(TASK OBJECTIVE)
Give the material once more, word for word, without any images.

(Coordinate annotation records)
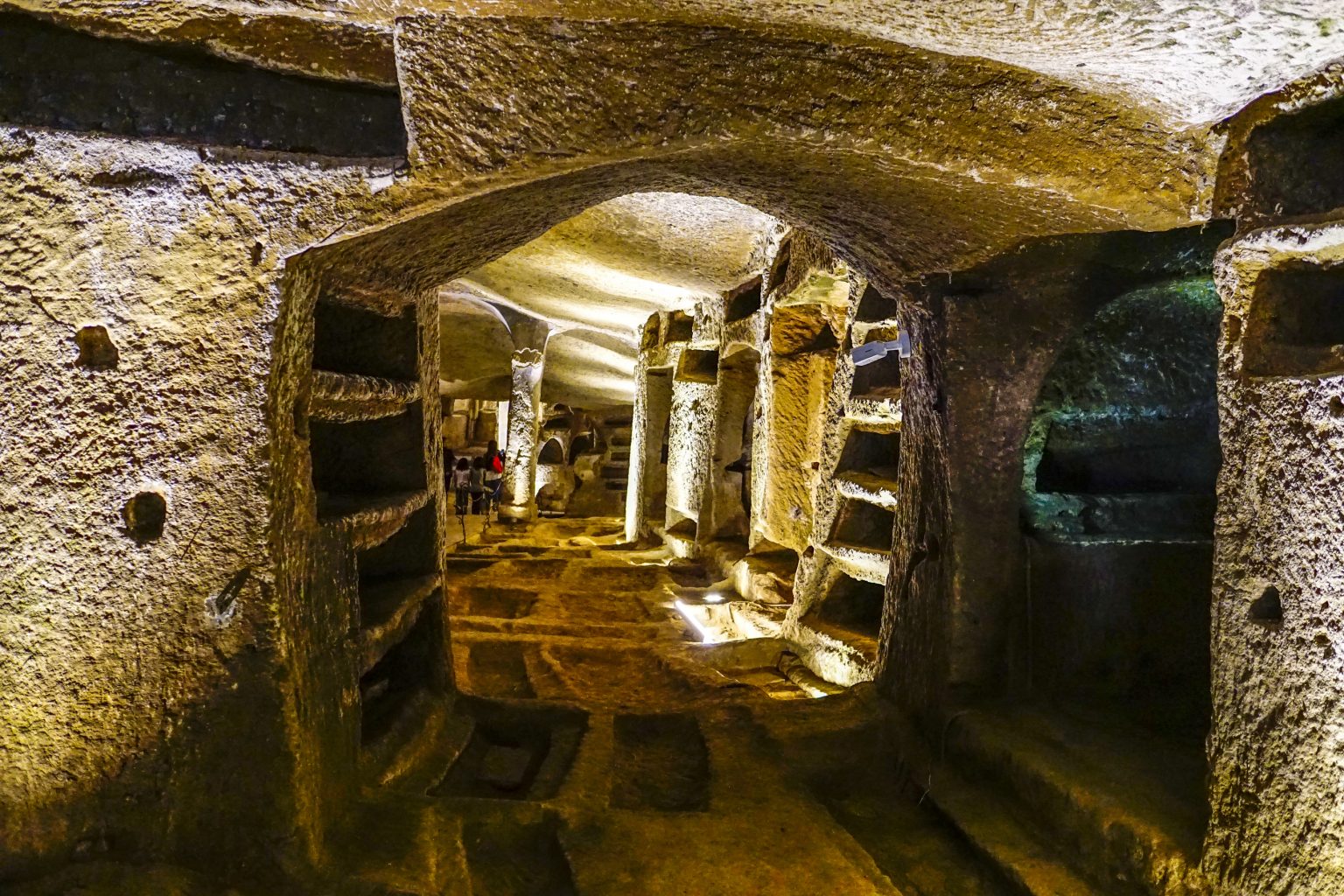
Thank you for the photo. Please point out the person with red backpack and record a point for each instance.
(494, 473)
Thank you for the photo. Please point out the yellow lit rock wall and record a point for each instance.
(1278, 574)
(135, 669)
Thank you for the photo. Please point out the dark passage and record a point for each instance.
(57, 78)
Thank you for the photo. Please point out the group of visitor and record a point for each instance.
(478, 482)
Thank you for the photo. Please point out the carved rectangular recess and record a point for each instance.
(52, 77)
(869, 452)
(865, 526)
(408, 669)
(745, 300)
(662, 763)
(409, 554)
(358, 340)
(509, 856)
(1298, 163)
(680, 328)
(1296, 323)
(880, 379)
(875, 306)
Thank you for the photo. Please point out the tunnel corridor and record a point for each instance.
(597, 728)
(598, 449)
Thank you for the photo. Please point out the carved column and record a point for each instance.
(524, 419)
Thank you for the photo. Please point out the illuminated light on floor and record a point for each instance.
(689, 614)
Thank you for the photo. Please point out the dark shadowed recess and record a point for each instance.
(57, 78)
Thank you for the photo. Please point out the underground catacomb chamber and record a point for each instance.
(1296, 161)
(662, 763)
(1123, 462)
(514, 751)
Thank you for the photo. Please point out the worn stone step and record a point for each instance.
(1124, 801)
(347, 396)
(1022, 855)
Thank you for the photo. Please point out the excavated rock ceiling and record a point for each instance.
(597, 278)
(1188, 60)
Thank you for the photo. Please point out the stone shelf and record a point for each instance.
(350, 396)
(416, 715)
(388, 612)
(371, 517)
(875, 413)
(877, 486)
(857, 562)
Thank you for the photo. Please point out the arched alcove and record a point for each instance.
(1120, 468)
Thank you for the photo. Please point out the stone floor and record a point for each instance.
(598, 747)
(611, 752)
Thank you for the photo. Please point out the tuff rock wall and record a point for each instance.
(137, 657)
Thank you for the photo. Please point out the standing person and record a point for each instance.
(494, 472)
(476, 484)
(463, 484)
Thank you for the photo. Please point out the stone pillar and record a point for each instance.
(524, 416)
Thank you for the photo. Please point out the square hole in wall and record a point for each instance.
(865, 526)
(744, 301)
(875, 306)
(409, 668)
(356, 340)
(409, 552)
(1298, 161)
(368, 457)
(697, 366)
(680, 328)
(869, 452)
(852, 605)
(1296, 323)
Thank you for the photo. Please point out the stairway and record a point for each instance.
(616, 472)
(1068, 803)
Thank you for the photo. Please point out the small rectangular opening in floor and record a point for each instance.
(491, 601)
(662, 763)
(614, 578)
(498, 669)
(60, 78)
(852, 605)
(368, 457)
(514, 752)
(516, 858)
(870, 453)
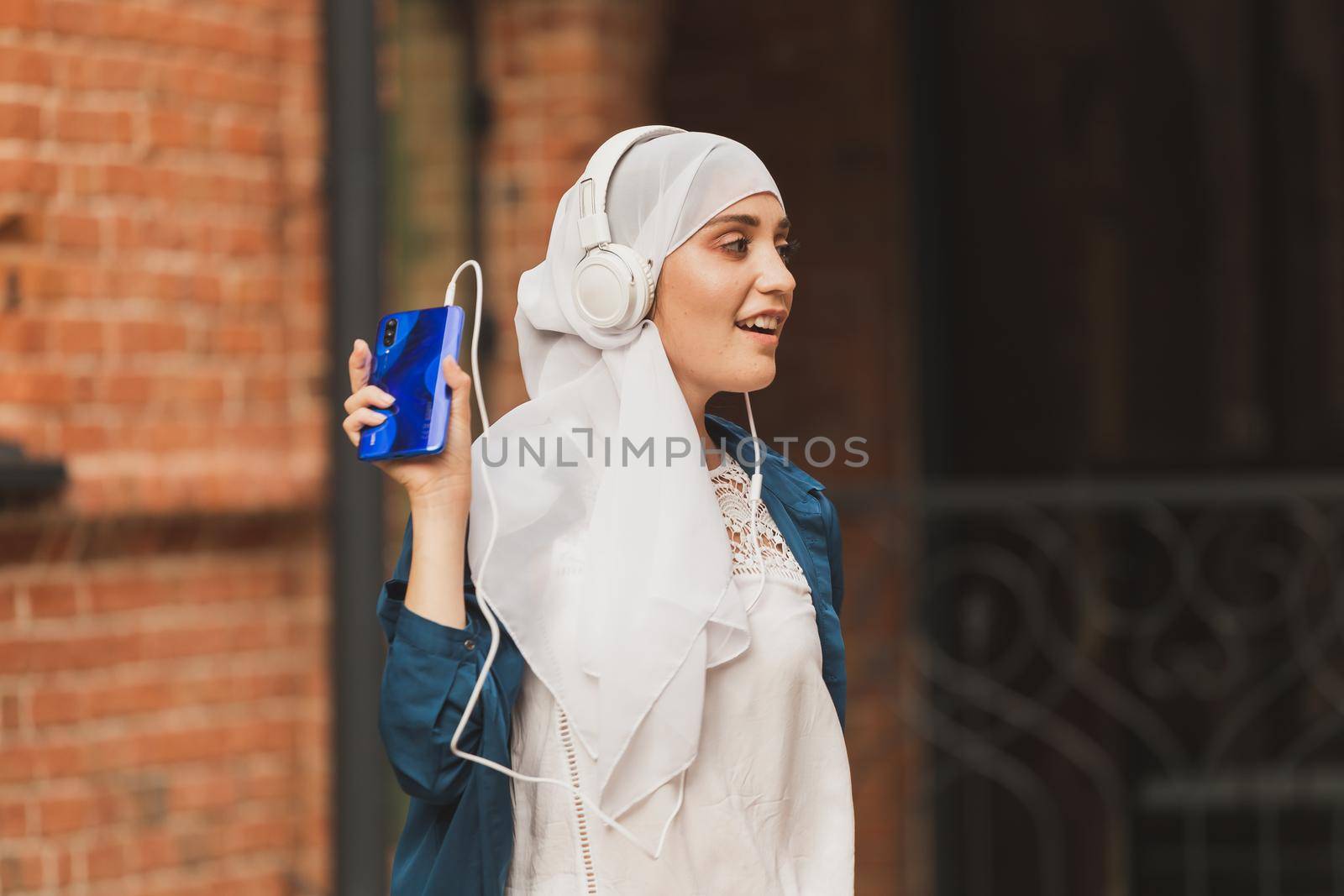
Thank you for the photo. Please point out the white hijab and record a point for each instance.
(622, 627)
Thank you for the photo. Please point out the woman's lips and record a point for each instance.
(759, 338)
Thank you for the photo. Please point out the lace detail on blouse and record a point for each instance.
(732, 488)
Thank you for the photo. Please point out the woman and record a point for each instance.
(687, 681)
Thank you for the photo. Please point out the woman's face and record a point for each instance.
(725, 278)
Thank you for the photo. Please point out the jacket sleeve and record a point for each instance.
(428, 678)
(833, 553)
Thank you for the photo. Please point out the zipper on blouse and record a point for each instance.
(589, 873)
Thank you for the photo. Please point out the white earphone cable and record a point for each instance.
(484, 600)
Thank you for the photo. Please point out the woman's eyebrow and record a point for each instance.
(750, 221)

(TASK RESPONSE)
Thank you for the photo. Please point out the person with red backpack and record a point for each instance.
(494, 473)
Thank you for the photo. Please point out the yellow lit rock wall and record a point for each instance.
(1278, 574)
(135, 669)
Thank you for the photo. Please point out the dark passage and record a point for each instance.
(57, 78)
Thank you for the photo. Please point out the group of visitor and record a point for each instance.
(478, 482)
Thank you for the photo. Please point out the carved rectangular recess and record a point for each instance.
(52, 77)
(869, 452)
(865, 526)
(408, 669)
(745, 300)
(662, 763)
(409, 554)
(358, 340)
(509, 856)
(1298, 163)
(680, 328)
(1296, 323)
(880, 379)
(875, 306)
Thank you for the photo. Please point out the tunnel corridor and record a point for each instance.
(597, 728)
(598, 449)
Thank you for the photo. Please point out the carved column and record a point for each instance.
(524, 419)
Thank you for the photo. Please point out the illuminated light on floor and record a point for each instance.
(689, 614)
Thank you for the photo. Please point out the dark shadowed recess and record a point for each instance.
(57, 78)
Thank you for the photo. Please point out the underground catacomb chamber and record a point for each instance.
(1296, 161)
(662, 763)
(1123, 462)
(514, 751)
Thank you for the photo. Please point out the worn stone step and record a point for each instance.
(1124, 801)
(347, 396)
(1022, 855)
Thank you for the photo. Please point out the excavated rock ceiling and record a point for each instance.
(597, 278)
(1188, 60)
Thank you for the photo. Please point out the stone shelf and record a point for each instance.
(350, 396)
(416, 715)
(388, 612)
(371, 517)
(875, 413)
(877, 486)
(857, 562)
Thank you for the photo. Please point out the arched alcove and record a point for each instance.
(1120, 468)
Thank you for the photo. Please point out the stone floor and record a point for each instance.
(598, 747)
(611, 752)
Thank you for the photo. Please point out the tuff rock wall and record a point for each instance.
(137, 657)
Thank you for the photo. Please point out the standing person and record a point for each instance.
(494, 472)
(476, 484)
(463, 484)
Thank you for the photo. Please point out the stone pillar and record a point for each instance.
(524, 416)
Thank you for the photo. Please point out the square hole in wall and record a point for each instance.
(865, 526)
(744, 301)
(875, 306)
(409, 668)
(356, 340)
(409, 552)
(1298, 161)
(368, 457)
(697, 366)
(680, 328)
(869, 452)
(852, 605)
(1296, 323)
Thank you for the photo. Please point out the stairway and record a point for each instance.
(616, 472)
(1068, 803)
Thank you for the photo. Please point out the small rectangular opening in floor and record a point for each instance.
(491, 601)
(662, 763)
(614, 578)
(498, 669)
(60, 78)
(852, 605)
(368, 457)
(514, 752)
(516, 858)
(870, 453)
Thank you for the photo. Please point out the white hijab and record a point for each instance.
(622, 627)
Thank you for the photo. Please point out the woman's lips and record a point for each instance.
(759, 338)
Thank you for the photo. Please point out the lace detail on blouse and record a point for each instance.
(732, 488)
Thank you for the photo. Please point out the woman and record a point for each instance.
(687, 681)
Thank you for the photo. Please point out the woman's face and record a point for each instance.
(725, 278)
Thank you for the photo. Please point out the jacket sleeve and record a point for each instance.
(428, 678)
(833, 553)
Thank you for the photo. Please point out the zipper on blouse and record a point for each instance.
(589, 873)
Thank you for the photo. Please point out the white earphone cable and record a point for each instance.
(484, 600)
Thank you for the photo. Please point out the woman's eyebrow and record a point for each instance.
(750, 221)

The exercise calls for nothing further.